= Exercise prompt =
Copy out the lines of the records below word for word, from the line containing "Question. Locate the statue" through the end of the records, including both ends.

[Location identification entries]
---*---

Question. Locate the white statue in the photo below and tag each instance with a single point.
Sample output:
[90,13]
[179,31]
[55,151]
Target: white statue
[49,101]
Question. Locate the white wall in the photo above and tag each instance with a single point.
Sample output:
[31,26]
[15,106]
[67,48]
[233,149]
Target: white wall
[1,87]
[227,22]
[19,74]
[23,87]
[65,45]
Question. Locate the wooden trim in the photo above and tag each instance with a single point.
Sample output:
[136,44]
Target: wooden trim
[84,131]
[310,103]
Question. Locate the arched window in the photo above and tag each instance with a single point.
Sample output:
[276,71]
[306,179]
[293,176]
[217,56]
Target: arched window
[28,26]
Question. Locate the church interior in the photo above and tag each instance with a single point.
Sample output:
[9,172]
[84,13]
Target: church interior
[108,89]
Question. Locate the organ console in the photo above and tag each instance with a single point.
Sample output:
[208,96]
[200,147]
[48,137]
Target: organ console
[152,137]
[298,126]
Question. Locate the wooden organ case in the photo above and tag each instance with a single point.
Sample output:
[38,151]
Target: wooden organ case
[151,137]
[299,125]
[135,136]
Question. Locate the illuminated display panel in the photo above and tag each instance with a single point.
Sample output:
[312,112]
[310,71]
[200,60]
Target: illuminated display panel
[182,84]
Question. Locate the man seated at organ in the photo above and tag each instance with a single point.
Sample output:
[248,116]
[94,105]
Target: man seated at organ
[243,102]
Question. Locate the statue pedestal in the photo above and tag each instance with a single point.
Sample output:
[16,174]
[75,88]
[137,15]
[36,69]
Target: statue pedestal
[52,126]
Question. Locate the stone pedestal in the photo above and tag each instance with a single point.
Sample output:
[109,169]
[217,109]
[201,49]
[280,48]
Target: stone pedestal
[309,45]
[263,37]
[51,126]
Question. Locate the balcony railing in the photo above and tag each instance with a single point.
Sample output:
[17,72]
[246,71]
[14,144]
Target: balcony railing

---*---

= Response to the task =
Question. Locate the statue pedestal in the photo above and tag each instance with a single point.
Sample output:
[16,174]
[75,88]
[137,15]
[36,69]
Target: statue pedestal
[52,126]
Question. Locate the stone pedestal in the photo above and tag each instance with a single point.
Sample output:
[109,169]
[217,109]
[201,49]
[280,48]
Target: stone pedestal
[309,45]
[263,37]
[51,126]
Question. Locate the balcony railing in the photo above and tag each instance with a single point.
Sample output:
[17,72]
[246,71]
[14,144]
Target: balcony railing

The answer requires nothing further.